◆ Description of the task ◆
Pull out every line of the records below that contains the word "ribbon", and copy each of those lines in full.

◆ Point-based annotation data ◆
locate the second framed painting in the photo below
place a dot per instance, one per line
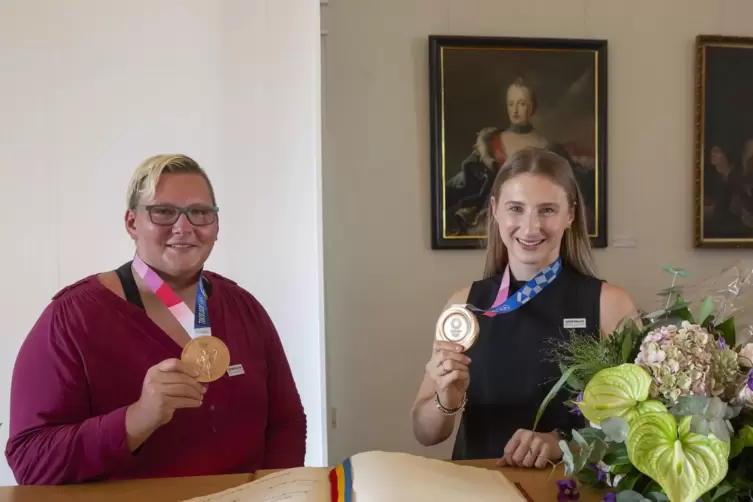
(724, 142)
(489, 97)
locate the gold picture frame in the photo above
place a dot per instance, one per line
(470, 81)
(723, 201)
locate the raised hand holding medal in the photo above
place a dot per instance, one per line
(458, 323)
(208, 353)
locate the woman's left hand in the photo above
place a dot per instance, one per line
(531, 449)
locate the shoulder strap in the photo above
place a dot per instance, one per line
(131, 291)
(483, 293)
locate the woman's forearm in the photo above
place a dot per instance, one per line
(430, 425)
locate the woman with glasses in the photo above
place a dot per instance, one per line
(158, 368)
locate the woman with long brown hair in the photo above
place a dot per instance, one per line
(540, 281)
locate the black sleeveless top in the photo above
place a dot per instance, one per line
(131, 290)
(509, 377)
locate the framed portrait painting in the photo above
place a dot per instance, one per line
(724, 142)
(490, 97)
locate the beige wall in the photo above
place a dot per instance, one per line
(384, 286)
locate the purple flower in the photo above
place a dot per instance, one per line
(567, 490)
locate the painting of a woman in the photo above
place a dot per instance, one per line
(467, 193)
(491, 97)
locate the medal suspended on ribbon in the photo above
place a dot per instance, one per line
(458, 324)
(207, 352)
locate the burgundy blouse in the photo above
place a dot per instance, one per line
(83, 364)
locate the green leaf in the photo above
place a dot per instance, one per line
(721, 490)
(573, 381)
(629, 496)
(690, 405)
(670, 291)
(686, 465)
(588, 477)
(558, 386)
(746, 435)
(591, 434)
(727, 329)
(627, 346)
(621, 468)
(736, 447)
(599, 448)
(657, 497)
(567, 458)
(617, 455)
(629, 481)
(616, 429)
(615, 392)
(706, 307)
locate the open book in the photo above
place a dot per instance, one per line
(376, 477)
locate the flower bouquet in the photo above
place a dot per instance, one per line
(668, 399)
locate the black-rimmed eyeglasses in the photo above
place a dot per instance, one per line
(166, 215)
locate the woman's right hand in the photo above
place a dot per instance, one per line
(167, 386)
(448, 369)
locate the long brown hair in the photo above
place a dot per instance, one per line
(575, 249)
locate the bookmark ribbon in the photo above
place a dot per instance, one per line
(504, 304)
(195, 324)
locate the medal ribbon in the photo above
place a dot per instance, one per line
(503, 304)
(195, 324)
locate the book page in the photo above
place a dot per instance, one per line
(301, 484)
(399, 477)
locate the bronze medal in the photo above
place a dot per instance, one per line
(209, 354)
(457, 324)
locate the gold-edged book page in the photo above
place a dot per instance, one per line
(400, 477)
(300, 484)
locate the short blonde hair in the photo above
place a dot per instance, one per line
(144, 180)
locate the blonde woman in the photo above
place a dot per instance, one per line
(537, 234)
(99, 389)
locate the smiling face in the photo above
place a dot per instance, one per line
(178, 250)
(532, 213)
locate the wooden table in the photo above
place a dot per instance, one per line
(538, 484)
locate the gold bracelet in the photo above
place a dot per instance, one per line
(446, 411)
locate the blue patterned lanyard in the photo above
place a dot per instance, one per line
(530, 289)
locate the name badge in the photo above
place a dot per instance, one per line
(235, 370)
(574, 323)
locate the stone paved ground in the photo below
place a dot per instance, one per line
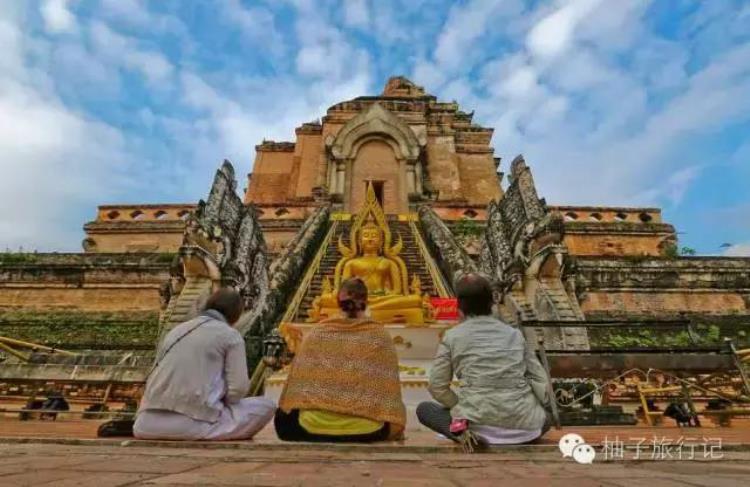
(100, 466)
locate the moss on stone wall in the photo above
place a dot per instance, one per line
(77, 330)
(707, 331)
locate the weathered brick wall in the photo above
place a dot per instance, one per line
(376, 161)
(98, 301)
(479, 180)
(158, 240)
(270, 180)
(614, 244)
(442, 167)
(619, 286)
(307, 161)
(665, 302)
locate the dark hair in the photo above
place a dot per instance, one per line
(228, 302)
(352, 296)
(474, 293)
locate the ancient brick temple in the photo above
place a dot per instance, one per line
(445, 197)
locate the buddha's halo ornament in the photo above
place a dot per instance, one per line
(371, 216)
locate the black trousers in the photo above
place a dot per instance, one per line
(438, 419)
(289, 429)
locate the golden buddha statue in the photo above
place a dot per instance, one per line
(372, 258)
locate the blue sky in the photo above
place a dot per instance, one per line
(626, 102)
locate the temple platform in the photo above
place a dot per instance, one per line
(66, 453)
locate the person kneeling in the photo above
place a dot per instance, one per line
(197, 388)
(343, 384)
(503, 387)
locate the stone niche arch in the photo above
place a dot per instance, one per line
(383, 148)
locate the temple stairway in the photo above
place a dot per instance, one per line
(411, 255)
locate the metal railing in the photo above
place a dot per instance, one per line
(437, 277)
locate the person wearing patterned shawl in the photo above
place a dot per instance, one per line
(343, 384)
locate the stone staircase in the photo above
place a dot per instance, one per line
(524, 309)
(566, 309)
(410, 254)
(185, 306)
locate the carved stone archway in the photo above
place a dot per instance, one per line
(375, 125)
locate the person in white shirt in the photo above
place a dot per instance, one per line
(197, 388)
(502, 394)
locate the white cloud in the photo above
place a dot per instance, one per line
(57, 163)
(356, 13)
(57, 16)
(257, 25)
(738, 250)
(119, 49)
(465, 24)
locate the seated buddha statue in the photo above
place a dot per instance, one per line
(372, 259)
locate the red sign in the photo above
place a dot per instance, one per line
(445, 309)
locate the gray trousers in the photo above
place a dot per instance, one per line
(438, 418)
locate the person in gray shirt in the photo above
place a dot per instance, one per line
(502, 393)
(197, 389)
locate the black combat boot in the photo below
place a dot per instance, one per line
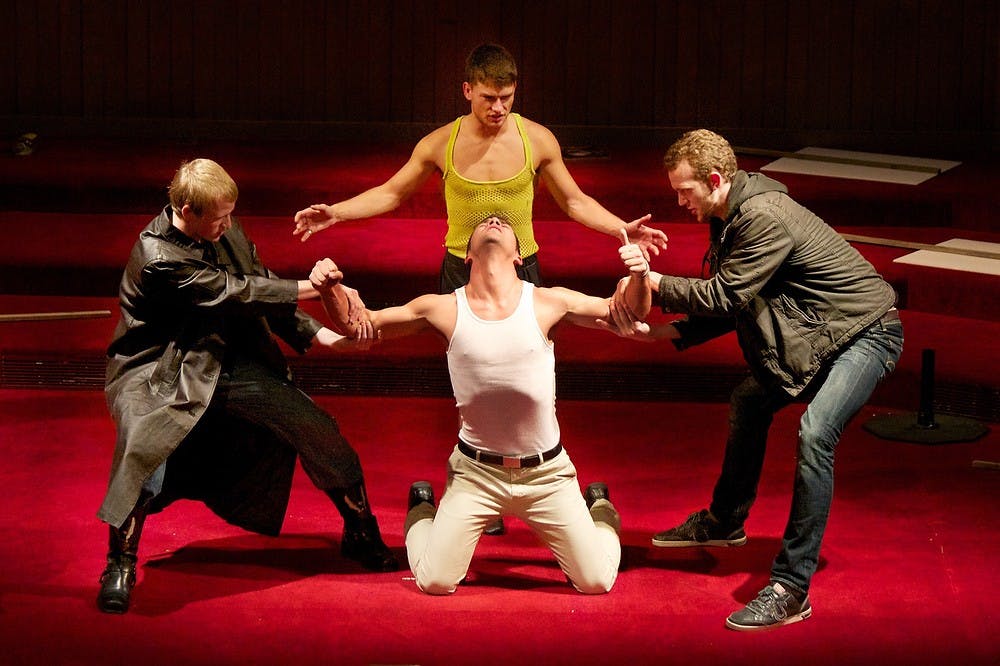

◆ Answer to the exercise ◆
locate the medal suspended on ribbon in the photo above
locate the bookmark ribbon in the photo above
locate the medal ribbon in the photo above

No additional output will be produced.